- Data shown:
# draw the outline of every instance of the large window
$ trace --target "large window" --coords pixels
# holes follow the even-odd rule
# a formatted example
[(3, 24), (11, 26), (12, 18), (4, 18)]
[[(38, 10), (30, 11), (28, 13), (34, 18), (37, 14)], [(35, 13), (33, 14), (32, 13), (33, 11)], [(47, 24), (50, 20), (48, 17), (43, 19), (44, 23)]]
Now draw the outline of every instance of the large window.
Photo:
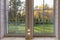
[[(32, 0), (29, 2), (27, 1), (26, 0), (8, 1), (9, 4), (8, 27), (7, 27), (8, 34), (25, 34), (26, 33), (25, 28), (27, 29), (27, 27), (31, 25), (33, 25), (31, 27), (31, 29), (33, 29), (32, 33), (35, 35), (54, 34), (54, 28), (55, 28), (54, 0), (34, 0), (34, 2)], [(29, 5), (30, 3), (34, 5), (31, 6)], [(30, 9), (30, 7), (32, 9)], [(31, 13), (33, 16), (31, 16), (30, 10), (33, 11), (32, 12), (33, 14)], [(28, 18), (26, 18), (26, 16)], [(31, 19), (29, 20), (29, 18)], [(29, 22), (29, 25), (26, 24), (27, 21)], [(30, 25), (30, 23), (32, 24)], [(25, 26), (25, 24), (27, 25), (27, 27)]]
[(9, 0), (8, 33), (25, 33), (25, 0)]
[(34, 0), (34, 34), (54, 33), (54, 0)]

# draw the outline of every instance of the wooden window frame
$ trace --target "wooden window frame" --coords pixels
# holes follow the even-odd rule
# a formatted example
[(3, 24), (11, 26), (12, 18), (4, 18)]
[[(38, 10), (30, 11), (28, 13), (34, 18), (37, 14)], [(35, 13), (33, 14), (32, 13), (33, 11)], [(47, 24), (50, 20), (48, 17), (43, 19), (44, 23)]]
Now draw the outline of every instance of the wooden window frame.
[[(8, 6), (8, 0), (4, 0), (4, 3), (5, 3), (5, 6), (4, 6), (4, 8), (5, 8), (5, 29), (4, 29), (4, 35), (5, 36), (21, 36), (21, 37), (25, 37), (26, 35), (27, 35), (27, 29), (28, 28), (30, 28), (31, 29), (31, 37), (40, 37), (40, 36), (46, 36), (46, 37), (53, 37), (53, 36), (55, 36), (55, 31), (54, 31), (54, 35), (45, 35), (45, 34), (43, 34), (43, 35), (36, 35), (36, 34), (34, 34), (33, 33), (33, 5), (34, 5), (34, 1), (33, 0), (26, 0), (26, 27), (25, 27), (25, 29), (26, 29), (26, 34), (25, 35), (23, 35), (23, 34), (7, 34), (7, 18), (6, 18), (6, 14), (8, 14), (8, 8), (7, 8), (7, 6)], [(55, 13), (55, 7), (56, 6), (56, 0), (54, 0), (54, 13)], [(56, 14), (56, 13), (55, 13)], [(54, 15), (55, 15), (54, 14)], [(28, 17), (29, 16), (29, 17)], [(27, 21), (28, 20), (28, 21)], [(55, 22), (54, 22), (55, 23)], [(54, 24), (55, 25), (55, 24)], [(54, 30), (55, 30), (56, 28), (54, 27)]]

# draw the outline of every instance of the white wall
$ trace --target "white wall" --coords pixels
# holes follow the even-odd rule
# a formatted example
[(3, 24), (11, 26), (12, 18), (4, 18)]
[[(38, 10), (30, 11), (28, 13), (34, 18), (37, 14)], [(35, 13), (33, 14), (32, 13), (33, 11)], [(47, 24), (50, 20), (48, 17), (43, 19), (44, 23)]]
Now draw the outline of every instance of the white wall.
[(4, 36), (4, 0), (0, 0), (0, 38)]

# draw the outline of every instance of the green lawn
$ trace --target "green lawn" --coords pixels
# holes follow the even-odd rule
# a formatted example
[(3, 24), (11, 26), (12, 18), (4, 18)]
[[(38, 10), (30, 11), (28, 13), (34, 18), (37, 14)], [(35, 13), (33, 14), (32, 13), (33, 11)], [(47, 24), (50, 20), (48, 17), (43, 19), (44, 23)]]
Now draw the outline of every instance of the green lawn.
[[(37, 24), (34, 25), (34, 33), (53, 33), (53, 24)], [(13, 24), (8, 26), (8, 33), (25, 33), (25, 25), (14, 26)]]

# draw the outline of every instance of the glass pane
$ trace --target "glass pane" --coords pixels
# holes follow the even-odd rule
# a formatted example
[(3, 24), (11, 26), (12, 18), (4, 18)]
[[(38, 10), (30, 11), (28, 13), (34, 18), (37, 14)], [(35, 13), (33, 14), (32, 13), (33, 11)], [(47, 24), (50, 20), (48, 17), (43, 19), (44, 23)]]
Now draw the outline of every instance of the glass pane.
[(43, 33), (43, 0), (34, 0), (34, 33)]
[(8, 33), (25, 33), (25, 0), (9, 0)]
[(54, 33), (54, 0), (34, 0), (34, 34)]
[(44, 0), (44, 33), (54, 33), (54, 0)]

- The problem:
Retype the items above, everything from the line containing "# draw the outline of every instance of the glass" down to the end of the items.

- Task result:
# draw the outline of every instance of the glass pane
$ trace --target "glass pane" --coords pixels
# holes follow the even-odd rule
# a formatted example
[(3, 24), (11, 26), (12, 18), (4, 18)]
[[(38, 10), (30, 11), (28, 13), (34, 18), (37, 14)], [(35, 13), (33, 14), (32, 13), (33, 11)], [(47, 24), (50, 20), (48, 17), (43, 19), (44, 23)]]
Now draw the outline of every instance of the glass pane.
[(43, 33), (43, 0), (34, 0), (34, 33)]
[(8, 33), (25, 33), (25, 0), (9, 0)]
[(54, 33), (54, 0), (34, 0), (34, 34)]
[(44, 0), (44, 33), (54, 33), (54, 0)]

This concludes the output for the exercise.